* start Data section *

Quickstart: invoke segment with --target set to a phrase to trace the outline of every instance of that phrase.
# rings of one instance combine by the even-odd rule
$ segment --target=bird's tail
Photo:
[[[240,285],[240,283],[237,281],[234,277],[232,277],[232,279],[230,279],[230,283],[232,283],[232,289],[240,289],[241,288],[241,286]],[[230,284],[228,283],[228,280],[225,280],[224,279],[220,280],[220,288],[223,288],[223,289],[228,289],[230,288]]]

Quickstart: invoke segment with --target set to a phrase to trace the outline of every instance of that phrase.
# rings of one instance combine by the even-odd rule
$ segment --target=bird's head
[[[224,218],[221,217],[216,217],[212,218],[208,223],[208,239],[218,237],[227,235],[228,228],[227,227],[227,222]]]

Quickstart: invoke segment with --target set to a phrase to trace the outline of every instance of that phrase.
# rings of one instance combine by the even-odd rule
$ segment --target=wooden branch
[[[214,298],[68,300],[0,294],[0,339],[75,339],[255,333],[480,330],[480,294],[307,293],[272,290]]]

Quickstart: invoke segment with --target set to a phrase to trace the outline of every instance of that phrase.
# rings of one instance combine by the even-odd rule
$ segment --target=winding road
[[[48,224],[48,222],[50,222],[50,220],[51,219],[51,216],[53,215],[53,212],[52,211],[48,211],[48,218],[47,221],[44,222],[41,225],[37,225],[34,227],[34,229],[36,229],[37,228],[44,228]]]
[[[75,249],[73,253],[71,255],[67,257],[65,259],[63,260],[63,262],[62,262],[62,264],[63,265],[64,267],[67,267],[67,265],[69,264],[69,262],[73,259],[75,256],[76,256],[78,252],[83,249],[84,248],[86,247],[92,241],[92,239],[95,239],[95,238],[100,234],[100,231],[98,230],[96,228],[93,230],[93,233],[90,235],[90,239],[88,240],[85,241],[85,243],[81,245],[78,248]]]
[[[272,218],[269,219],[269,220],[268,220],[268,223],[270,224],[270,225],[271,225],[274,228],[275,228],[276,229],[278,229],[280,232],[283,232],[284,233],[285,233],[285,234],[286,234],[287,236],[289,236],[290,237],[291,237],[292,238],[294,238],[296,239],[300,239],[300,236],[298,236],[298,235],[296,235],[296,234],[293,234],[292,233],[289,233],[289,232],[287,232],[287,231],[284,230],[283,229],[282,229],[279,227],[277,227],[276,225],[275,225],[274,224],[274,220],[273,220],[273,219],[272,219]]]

* end Data section *

> **What is required**:
Which lines in the data above contain the string "bird"? Pull out each of them in full.

> **Finished task**:
$ segment --target=bird's tail
$ segment --target=bird's head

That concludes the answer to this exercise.